[Stored data]

※

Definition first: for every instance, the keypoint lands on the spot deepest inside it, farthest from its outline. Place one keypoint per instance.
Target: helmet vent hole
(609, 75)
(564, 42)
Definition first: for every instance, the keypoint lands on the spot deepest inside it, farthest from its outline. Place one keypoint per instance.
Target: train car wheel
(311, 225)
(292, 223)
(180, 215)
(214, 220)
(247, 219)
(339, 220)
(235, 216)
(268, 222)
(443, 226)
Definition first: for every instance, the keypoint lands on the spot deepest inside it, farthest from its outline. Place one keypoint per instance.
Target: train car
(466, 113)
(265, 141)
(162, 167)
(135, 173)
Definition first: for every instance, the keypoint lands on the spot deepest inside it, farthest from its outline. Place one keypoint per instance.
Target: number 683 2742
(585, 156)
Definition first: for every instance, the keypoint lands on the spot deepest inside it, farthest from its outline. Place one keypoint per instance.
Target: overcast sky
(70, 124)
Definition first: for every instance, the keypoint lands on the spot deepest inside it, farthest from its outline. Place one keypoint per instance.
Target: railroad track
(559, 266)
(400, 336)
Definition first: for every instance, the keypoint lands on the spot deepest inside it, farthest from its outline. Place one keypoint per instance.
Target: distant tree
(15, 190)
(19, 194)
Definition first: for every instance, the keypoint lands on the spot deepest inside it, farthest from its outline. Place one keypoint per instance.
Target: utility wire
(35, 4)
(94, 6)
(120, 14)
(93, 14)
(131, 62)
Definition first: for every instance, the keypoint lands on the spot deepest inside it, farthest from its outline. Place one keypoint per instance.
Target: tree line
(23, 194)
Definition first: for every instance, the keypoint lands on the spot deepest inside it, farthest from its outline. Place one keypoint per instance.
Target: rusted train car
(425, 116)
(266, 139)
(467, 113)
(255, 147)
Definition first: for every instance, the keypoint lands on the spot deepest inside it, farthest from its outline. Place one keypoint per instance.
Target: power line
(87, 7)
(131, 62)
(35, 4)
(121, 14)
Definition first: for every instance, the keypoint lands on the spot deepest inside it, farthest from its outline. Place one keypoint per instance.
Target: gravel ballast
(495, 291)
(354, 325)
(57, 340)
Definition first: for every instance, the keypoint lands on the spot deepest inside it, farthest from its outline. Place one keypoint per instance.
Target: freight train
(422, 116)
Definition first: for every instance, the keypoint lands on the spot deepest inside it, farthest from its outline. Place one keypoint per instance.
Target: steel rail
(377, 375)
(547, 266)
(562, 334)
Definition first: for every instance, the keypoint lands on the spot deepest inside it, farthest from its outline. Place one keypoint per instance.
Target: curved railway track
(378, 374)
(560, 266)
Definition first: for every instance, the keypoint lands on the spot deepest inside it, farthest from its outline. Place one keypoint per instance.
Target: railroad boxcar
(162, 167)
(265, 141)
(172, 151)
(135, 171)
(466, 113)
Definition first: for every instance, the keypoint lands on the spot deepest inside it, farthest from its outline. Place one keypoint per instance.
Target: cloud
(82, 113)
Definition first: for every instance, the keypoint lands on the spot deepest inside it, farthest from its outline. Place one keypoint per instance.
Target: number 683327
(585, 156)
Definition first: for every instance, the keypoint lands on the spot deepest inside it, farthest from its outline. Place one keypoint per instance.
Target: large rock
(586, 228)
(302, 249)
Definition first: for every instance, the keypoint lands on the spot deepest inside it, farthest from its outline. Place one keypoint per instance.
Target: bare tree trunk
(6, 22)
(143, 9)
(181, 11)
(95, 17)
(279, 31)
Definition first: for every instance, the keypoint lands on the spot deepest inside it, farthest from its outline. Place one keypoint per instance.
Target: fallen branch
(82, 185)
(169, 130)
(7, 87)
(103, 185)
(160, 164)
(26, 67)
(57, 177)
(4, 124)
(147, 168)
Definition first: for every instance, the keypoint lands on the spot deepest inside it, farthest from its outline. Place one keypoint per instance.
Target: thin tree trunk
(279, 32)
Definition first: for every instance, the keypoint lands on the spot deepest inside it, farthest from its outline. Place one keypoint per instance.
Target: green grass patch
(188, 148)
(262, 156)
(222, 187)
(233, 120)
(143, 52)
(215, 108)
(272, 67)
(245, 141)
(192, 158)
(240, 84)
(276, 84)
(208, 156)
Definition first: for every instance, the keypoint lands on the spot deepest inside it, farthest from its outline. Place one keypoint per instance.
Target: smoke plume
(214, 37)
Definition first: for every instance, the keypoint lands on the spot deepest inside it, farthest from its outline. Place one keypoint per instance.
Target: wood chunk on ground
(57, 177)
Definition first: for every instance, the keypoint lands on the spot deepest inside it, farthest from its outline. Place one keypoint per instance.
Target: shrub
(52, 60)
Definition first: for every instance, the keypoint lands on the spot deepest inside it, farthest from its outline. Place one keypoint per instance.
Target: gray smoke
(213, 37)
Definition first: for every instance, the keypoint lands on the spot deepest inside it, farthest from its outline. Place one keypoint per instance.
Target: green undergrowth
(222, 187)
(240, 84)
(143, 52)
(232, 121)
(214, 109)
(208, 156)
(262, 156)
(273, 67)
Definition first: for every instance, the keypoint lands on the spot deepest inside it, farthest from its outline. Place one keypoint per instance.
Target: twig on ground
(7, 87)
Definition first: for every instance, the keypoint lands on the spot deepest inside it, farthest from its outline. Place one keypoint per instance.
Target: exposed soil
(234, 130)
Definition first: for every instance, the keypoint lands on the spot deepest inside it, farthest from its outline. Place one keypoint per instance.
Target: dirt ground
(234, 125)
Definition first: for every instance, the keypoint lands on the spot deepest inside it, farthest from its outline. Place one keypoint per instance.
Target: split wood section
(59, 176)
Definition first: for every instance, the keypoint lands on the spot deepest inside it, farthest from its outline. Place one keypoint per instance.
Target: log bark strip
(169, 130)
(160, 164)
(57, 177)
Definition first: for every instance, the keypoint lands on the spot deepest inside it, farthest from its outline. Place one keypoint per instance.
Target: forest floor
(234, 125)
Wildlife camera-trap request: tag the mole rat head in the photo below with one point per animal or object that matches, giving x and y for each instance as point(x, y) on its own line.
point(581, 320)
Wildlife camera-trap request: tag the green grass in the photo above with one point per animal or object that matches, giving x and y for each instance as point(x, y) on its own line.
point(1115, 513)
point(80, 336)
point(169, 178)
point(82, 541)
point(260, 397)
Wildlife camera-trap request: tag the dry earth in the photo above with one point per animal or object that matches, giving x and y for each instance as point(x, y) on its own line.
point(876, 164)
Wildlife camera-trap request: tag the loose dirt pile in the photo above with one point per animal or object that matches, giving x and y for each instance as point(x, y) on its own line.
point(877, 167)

※

• _ASSIGNMENT_: Above are some records; extract every one of them exactly.

• _TASK RESULT_:
Definition first: for every instance, the keypoint lands on the spot deepest inside it, farthest from its outline. Place one keypoint per instance.
Target: helmet vent hole
(609, 75)
(564, 42)
Definition first: for every instance, the keypoint lands on the spot deepest inside it, farthest from its outline. Place one keypoint per instance.
Target: train car wheel
(311, 225)
(292, 223)
(180, 215)
(214, 220)
(247, 219)
(339, 220)
(235, 216)
(268, 222)
(443, 226)
Definition first: for every instance, the keypoint lands on the spot deepest inside it, farthest from its outline. Place one keypoint per instance.
Target: train car
(466, 113)
(265, 141)
(162, 167)
(135, 173)
Definition first: for every instance, the keypoint lands on the spot deepest inside it, farthest from its outline. Place one keypoint per instance.
Target: number 683 2742
(585, 156)
Definition first: for every instance, the keypoint lands on the spot deepest inside it, farthest from its outline. Place one keypoint per instance.
Target: overcast sky
(70, 124)
Definition first: for every instance, the keypoint lands on the spot deepest inside it, farthest from its outline. Place one keypoint per instance.
Target: railroad track
(559, 266)
(400, 336)
Definition first: for every instance, the keypoint lands on the spot deepest inside it, farthest from its outline. Place one keypoint per instance.
Target: distant tree
(15, 190)
(19, 194)
Definition first: for every instance, the keypoint lands on the spot deepest inside it, farthest from its outline. Place one keypoint per instance.
Target: utility wire
(35, 4)
(94, 6)
(120, 14)
(93, 14)
(131, 62)
Definition first: for every instance, the keypoint lands on the spot deepest inside it, farthest from its outline. Place one keypoint per instance.
Target: tree line
(23, 194)
Definition first: for every instance, the keypoint lands on the spot deepest inside it, farthest from its outline. Place one keypoint per instance.
Target: rusted train car
(425, 116)
(266, 139)
(467, 113)
(255, 147)
Definition first: for every instance, the keypoint lands on the spot deepest inside it, farthest from its outline. Place one keypoint per instance.
Target: power line
(87, 7)
(131, 62)
(35, 4)
(121, 14)
Definition first: for every instance, the keypoint lands on the spot deepest inside it, farthest from its outline. Place one keypoint per instance.
Target: gravel ballast
(495, 291)
(354, 325)
(57, 340)
Definition first: for every instance, the keypoint lands on the spot deepest inside it, farthest from its outline. Place one keypoint per instance.
Target: freight train
(422, 116)
Definition first: for every instance, the keypoint lands on the spot deepest inside it, farthest from its outline. Place one keypoint per instance.
Target: steel rail
(377, 375)
(547, 266)
(562, 334)
Definition first: for every instance, the keypoint lands on the spot deepest inside it, farthest from its outline. Place one keypoint per instance.
Target: curved railway track
(378, 374)
(560, 266)
Definition first: for every instance, the keypoint lands on the spot deepest inside it, farthest from its outline. Place one keypoint per instance.
Target: railroad boxcar
(162, 167)
(265, 141)
(172, 151)
(135, 171)
(466, 113)
Definition first: for every instance, the keypoint lands on the spot deepest inside it, farthest from its outline. Place one keypoint per instance.
Target: cloud
(82, 113)
Definition first: for every instance, the keypoint lands on the spot deepest inside it, farthest from its outline. Place one keypoint per instance.
Target: number 683327
(585, 156)
Definition first: for every instance, the keypoint lands on the spot deepest inside it, farthest from its outline. Place one keypoint per instance.
Target: large rock
(586, 228)
(302, 249)
Definition first: for every instance, the keypoint lands on the spot deepest inside it, farthest from its outline. Place one keypoint per instance.
Target: bare tree trunk
(6, 22)
(143, 9)
(181, 11)
(95, 17)
(279, 31)
Definition first: for every instance, the keypoint lands on the spot deepest inside it, farthest from its outline. Place one keypoint per instance.
Target: fallen branch
(82, 185)
(169, 130)
(7, 87)
(103, 185)
(160, 164)
(26, 67)
(57, 177)
(4, 124)
(147, 168)
Definition first: for every instance, the keypoint lands on the spot deepest inside it, farthest from its outline. Place one keypoint per instance.
Target: thin tree trunk
(279, 32)
Definition first: for every instance, the keypoint lands on the spot deepest inside it, farthest from its outline. Place one keypoint per instance.
Target: green grass patch
(188, 148)
(262, 156)
(222, 187)
(233, 120)
(143, 52)
(215, 108)
(272, 67)
(245, 141)
(192, 158)
(240, 84)
(276, 84)
(208, 156)
Definition first: for every instance, the keypoint lands on the spot deepest inside it, farthest from its outline. Place one keypoint per instance.
Target: smoke plume
(214, 37)
Definition first: for every instance, the keypoint lands on the spot deepest inside it, farthest from its outline. Place one keypoint per instance.
Target: wood chunk on ground
(57, 177)
Definition first: for every instance, the keypoint lands on the spot deepest inside it, farthest from its outline. Place one keypoint per instance.
Target: shrub
(52, 60)
Definition first: for every instance, the keypoint lands on the spot deepest inside it, farthest from its outline. Place one keypoint per instance.
Target: gray smoke
(213, 37)
Definition first: for every instance, the keypoint lands on the spot deepest inside it, farthest from its outline. Place one keypoint per instance.
Target: green undergrowth
(222, 187)
(240, 84)
(143, 52)
(232, 121)
(214, 109)
(208, 156)
(262, 156)
(273, 67)
Definition first: for every instance, the keypoint lands on the spot deepest inside it, farthest from its outline. Place one keypoint per instance.
Target: twig on ground
(7, 87)
Definition first: for every instance, the keypoint lands on the spot deepest inside it, farthest from its outline. Place one keypoint per instance.
Target: exposed soil
(234, 130)
Definition first: for every instance, the keypoint lands on the spot deepest inside it, farthest from its outline. Place one keypoint per instance.
Target: dirt ground
(234, 125)
Definition first: for every instance, the keypoint lands on the spot deepest inside it, farthest from its outline. Place one keypoint per instance.
Target: split wood section
(59, 176)
Definition first: for every instance, the keypoint lands on the spot deepest inside it, farthest from its outline. Place one keypoint per instance.
Target: log bark strip
(169, 130)
(160, 164)
(57, 177)
Definition first: for every instance, the keypoint lands on the spot deepest inside it, farthest from its outline. Place one keypoint per instance.
Target: forest floor
(234, 125)
Wildlife camera-trap request: tag the mole rat head in the photo below with one point per animal or object that matches, giving x and y for each instance as point(x, y) on its own line.
point(581, 320)
Wildlife camera-trap request: tag the green grass in the photo above with one point per animal or object that matches, giving x and y for each instance as point(x, y) on its own line.
point(1115, 513)
point(80, 336)
point(169, 178)
point(82, 541)
point(260, 397)
Wildlife camera-trap request: tag the dry earth in the photo above with one point per animal or object that matches, giving x and y for each instance as point(x, y) on its own line.
point(876, 164)
Wildlife camera-trap request: tag the loose dirt pile in the photo above with one point per animal or object that matches, giving x and y for each instance as point(x, y) on its own line.
point(877, 167)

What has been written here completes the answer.